▶ WHAT YOU ARE ASKED TO DO: Every single line below has to be printed once more, exactly.

Start of AVAILABLE RECORDS

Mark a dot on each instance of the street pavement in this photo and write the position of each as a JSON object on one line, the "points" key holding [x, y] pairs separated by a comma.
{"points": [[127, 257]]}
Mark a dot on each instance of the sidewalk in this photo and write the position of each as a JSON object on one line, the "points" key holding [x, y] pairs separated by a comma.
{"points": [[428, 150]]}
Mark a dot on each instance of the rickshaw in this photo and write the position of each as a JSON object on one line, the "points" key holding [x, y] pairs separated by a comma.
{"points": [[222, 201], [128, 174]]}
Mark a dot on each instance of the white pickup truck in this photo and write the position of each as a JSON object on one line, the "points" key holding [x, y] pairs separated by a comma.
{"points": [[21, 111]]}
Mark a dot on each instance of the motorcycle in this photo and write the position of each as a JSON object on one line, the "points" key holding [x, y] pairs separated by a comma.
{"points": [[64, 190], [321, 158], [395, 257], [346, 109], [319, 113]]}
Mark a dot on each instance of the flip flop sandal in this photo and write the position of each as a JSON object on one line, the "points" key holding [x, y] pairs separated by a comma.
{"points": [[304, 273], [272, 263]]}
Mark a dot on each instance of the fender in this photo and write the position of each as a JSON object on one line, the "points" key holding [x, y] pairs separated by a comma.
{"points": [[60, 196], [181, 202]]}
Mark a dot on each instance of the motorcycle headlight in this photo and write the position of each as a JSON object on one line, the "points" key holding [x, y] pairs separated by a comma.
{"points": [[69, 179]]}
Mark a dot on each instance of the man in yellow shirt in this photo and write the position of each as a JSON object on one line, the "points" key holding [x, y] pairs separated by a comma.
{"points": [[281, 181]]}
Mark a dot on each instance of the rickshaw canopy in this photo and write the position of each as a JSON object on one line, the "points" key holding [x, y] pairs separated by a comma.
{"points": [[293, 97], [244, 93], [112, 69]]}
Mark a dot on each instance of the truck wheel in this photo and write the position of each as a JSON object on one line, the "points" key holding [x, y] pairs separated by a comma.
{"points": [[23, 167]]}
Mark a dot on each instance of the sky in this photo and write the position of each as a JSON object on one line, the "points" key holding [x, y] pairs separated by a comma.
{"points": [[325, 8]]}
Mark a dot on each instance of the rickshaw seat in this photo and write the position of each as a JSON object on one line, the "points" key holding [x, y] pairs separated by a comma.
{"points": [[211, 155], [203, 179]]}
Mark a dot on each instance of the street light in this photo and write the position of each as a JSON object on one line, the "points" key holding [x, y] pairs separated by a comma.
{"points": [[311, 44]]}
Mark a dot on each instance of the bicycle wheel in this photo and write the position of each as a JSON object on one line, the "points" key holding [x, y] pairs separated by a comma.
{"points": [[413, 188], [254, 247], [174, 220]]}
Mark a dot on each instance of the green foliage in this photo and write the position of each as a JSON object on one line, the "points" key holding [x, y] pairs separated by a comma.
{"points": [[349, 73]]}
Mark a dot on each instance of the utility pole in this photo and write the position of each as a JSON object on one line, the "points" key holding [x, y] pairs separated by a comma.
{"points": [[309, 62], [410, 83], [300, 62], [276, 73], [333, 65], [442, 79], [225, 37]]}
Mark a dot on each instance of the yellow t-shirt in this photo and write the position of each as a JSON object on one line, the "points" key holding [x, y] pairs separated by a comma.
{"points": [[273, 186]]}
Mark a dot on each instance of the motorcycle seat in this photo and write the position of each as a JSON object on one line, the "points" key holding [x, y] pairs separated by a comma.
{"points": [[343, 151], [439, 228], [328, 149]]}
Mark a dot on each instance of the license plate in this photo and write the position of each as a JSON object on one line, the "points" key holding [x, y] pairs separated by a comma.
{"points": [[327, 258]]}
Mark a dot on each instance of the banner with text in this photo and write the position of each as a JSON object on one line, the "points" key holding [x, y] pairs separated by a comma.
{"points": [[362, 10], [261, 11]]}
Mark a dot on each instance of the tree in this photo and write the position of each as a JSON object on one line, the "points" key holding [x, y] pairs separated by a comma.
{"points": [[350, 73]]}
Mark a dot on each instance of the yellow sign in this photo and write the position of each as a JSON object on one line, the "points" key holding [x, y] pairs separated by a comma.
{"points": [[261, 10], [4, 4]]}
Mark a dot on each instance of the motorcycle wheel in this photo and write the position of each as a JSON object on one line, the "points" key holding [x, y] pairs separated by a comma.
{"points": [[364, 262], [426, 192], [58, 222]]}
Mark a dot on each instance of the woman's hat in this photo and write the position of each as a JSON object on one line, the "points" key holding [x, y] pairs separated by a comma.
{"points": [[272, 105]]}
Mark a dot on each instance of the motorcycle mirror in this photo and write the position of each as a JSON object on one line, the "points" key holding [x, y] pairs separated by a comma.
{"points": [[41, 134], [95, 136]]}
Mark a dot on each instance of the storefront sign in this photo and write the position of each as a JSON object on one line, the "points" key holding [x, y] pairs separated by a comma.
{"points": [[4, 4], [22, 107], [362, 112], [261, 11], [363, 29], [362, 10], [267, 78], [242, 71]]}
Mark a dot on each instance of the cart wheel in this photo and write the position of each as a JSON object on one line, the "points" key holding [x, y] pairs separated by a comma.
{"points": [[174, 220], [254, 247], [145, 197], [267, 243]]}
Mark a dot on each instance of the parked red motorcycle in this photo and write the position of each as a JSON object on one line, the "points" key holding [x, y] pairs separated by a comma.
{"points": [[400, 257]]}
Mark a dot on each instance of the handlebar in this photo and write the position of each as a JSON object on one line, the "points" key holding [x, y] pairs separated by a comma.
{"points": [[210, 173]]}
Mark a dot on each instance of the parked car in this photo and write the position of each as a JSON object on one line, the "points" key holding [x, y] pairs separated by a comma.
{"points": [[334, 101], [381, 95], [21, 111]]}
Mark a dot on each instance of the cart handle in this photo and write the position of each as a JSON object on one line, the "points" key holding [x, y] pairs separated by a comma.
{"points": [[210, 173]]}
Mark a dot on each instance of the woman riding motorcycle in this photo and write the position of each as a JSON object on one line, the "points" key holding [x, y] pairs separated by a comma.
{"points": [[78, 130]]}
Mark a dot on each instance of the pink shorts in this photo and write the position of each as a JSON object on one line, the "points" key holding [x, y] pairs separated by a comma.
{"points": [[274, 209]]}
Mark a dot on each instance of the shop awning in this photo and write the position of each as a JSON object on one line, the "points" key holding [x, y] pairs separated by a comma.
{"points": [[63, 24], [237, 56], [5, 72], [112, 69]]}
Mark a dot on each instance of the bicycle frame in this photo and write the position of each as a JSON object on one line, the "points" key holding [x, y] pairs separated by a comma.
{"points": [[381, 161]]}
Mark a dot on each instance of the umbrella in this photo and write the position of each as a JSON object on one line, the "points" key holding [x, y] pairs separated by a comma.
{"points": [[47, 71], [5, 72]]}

End of AVAILABLE RECORDS

▶ FINISHED EXERCISE:
Mark a dot on each instance of the street pavement in this photo and write the position of each as a JSON object on one line, the "points" key holding [x, y] pairs separated by a comma.
{"points": [[127, 257]]}
Mark a dot on each instance of the sidewalk in this photo and write the position of each as a JSON object on one line, the "points" key holding [x, y] pairs separated by a comma.
{"points": [[428, 150]]}
Mark a dot on each instance of the rickshaw in this photo and write the position of each as a JSON object on one line, the "points" key holding [x, y] pairs separated by a comma.
{"points": [[222, 201], [128, 174]]}
Mark a dot on each instance of the white pickup truck in this photo and write the position of each as a JSON object on one line, the "points" key holding [x, y] pairs separated by a comma.
{"points": [[21, 111]]}
Mark a dot on each instance of the motorcycle in this photo and write the position of each as a JSON object on one line, the "points" key holding [x, y] pairs separated by a comma.
{"points": [[64, 190], [321, 158], [395, 257], [346, 109], [319, 113]]}
Mark a dot on each instance of the flip flop sandal in this photo and write the position of each as a JSON object on one line, the "points" key holding [x, y] pairs separated by a comma.
{"points": [[304, 273], [272, 263]]}
Mark a dot on each instance of the fender in this photo and write the position of each as a JSON object on one line, the "points" key holding [x, y] pairs separated by a comma.
{"points": [[60, 196], [181, 202]]}
Mark a dot on each instance of the motorcycle headlight in this photo and write the position of each as a JSON object on one line, the "points" key holding [x, y] pairs separated by a comma.
{"points": [[69, 179]]}
Mark a dot on each instance of the man in yellow shirt in this photo and write the position of each as a JSON object on one line, the "points" key holding [x, y] pairs separated by a comma.
{"points": [[281, 181]]}
Mark a dot on each instance of the rickshaw canopy in this photo and write the position of each as a JSON object on one line, the "points" key holding [x, y] pairs separated by a comma.
{"points": [[293, 97], [244, 93], [112, 69]]}
Mark a dot on each instance of the truck wheel in this photo and write the position of each as a JSON object on one line, the "points" key holding [x, y] pairs separated by a comma.
{"points": [[23, 167]]}
Mark a dot on each instance of the sky in this photo and write the position of each as a JSON object on one line, the "points" key holding [x, y] pairs separated by a comma.
{"points": [[325, 8]]}
Mark a dot on each instance of the rickshaw seat in this photo and write the position of each as a JSON object on one line, the "points" key holding [x, y] pairs separated by a comma.
{"points": [[211, 155], [203, 179]]}
Mark a dot on each instance of the street light in this photo and write the position of each as a JSON object on one line, the "points" key holding [x, y] pairs separated by a comma.
{"points": [[311, 44]]}
Mark a dot on each instance of the bicycle wheel in this photo and write the position of each as a JSON object on one line, the "points" key holding [x, y] pairs separated by a comma.
{"points": [[413, 188], [254, 247], [174, 220]]}
Mark a dot on each instance of the green foliage in this photo and write the position of each as a JSON object on one line, the "points" key holding [x, y] pairs separated by a comma.
{"points": [[349, 73]]}
Mark a dot on each instance of the utility pole in this photo and write the position of each as a JSON object on one line, the "points" key holding [x, y] pairs separated by a comma.
{"points": [[309, 62], [410, 83], [300, 62], [276, 73], [333, 65], [442, 79], [225, 37]]}
Mark a dot on each instance of the yellow t-shirt in this photo and write the position of each as a JSON object on one line, the "points" key holding [x, y] pairs separated by a comma.
{"points": [[273, 186]]}
Mark a dot on each instance of the motorcycle seat in this photo and write the position of each as a JSON object on one line, the "points" key holding [x, y] pairs separated by a comma.
{"points": [[343, 151], [439, 228], [328, 149]]}
Mark a dot on each instance of the license plate in this photo and write the position of each as a JSON object on one line, the "points" key holding [x, y] pairs separated by a comma.
{"points": [[327, 258]]}
Mark a dot on each instance of the banner with text in this photo and write the position of each as a JSON object on one line, the "points" key holding [x, y] pairs separated by a comma.
{"points": [[362, 10], [261, 11]]}
Mark a dot on each instance of the tree in this photo and write the position of each as a JSON object on one line, the "points" key holding [x, y] pairs separated by a comma.
{"points": [[350, 73]]}
Mark a dot on each instance of the yellow sign in this photo and write the position of each as a JSON object on one line, the "points" key holding [x, y] pairs separated by a comma.
{"points": [[261, 10], [4, 4]]}
Mark a dot on each instance of the motorcycle wheel in this photo and write the position of each as a JSON object on one line, the "points" key holding [x, y] pairs separated by a comma.
{"points": [[364, 262], [426, 192], [58, 222]]}
Mark a dot on each instance of the woman's hat in this photo and write the position of each as a JSON object on one line, the "points" key holding [x, y] pairs separated by a comma.
{"points": [[272, 105]]}
Mark a dot on each instance of the motorcycle mirror in this photo and write the position of each as a JSON object on one line, the "points" key holding [x, y] pairs separated by a comma.
{"points": [[41, 134], [95, 136]]}
Mark a dot on each instance of the storefront sign in this photo and write the position of each as a JSON object on one line, the "points" key holding [x, y] pairs separated by a comma.
{"points": [[4, 4], [22, 107], [362, 112], [261, 11], [363, 29], [362, 10], [267, 78], [242, 71]]}
Mark a dot on each instance of the cart wheel in this photo and write the position of each as a JSON object on one line, the "points" key holding [x, y] pairs separated by a comma.
{"points": [[174, 220], [254, 247], [145, 197], [267, 243]]}
Mark a dot on each instance of the parked red motorcycle in this photo and write the position of each as a JSON object on one line, the "points" key holding [x, y] pairs separated by a comma.
{"points": [[400, 257]]}
Mark a dot on each instance of the handlebar in this photo and write the position of each as a JSON object on one line, the "points" key holding [x, y] pairs separated by a comma.
{"points": [[210, 173]]}
Mark a dot on each instance of the parked car in this photo and write the position of each as a JSON object on one line, the "points" key holding [x, y] pairs separated by a comma.
{"points": [[334, 101], [381, 95], [21, 111]]}
Mark a dot on each instance of the cart handle in this photo and write the position of each as a JSON object on one line, the "points" key holding [x, y] pairs separated by a comma.
{"points": [[210, 173]]}
Mark a dot on each instance of the woman riding motorcycle in this photo and write the position of each as a JSON object on one line, the "points" key holding [x, y] pairs separated by a comma.
{"points": [[78, 130]]}
Mark a dot on each instance of the pink shorts in this photo and write the position of each as a JSON object on one line, the "points" key holding [x, y] pairs separated by a comma.
{"points": [[274, 209]]}
Mark a dot on each instance of the shop awning in this photo and write the position of each as a JSON object on one line, the "points" key holding [x, y] pairs separated by a comma.
{"points": [[63, 24], [237, 56], [5, 72], [112, 69]]}
Mark a dot on each instance of the bicycle frame in this photo and write the position of each as a JSON object on one line, the "points" key holding [x, y] pairs separated by a comma.
{"points": [[381, 161]]}
Mark a dot on each instance of the umbrella in this photo and write the position of each as a JSON object on one line, the "points" key holding [x, y] pairs separated by a comma.
{"points": [[47, 71], [5, 72]]}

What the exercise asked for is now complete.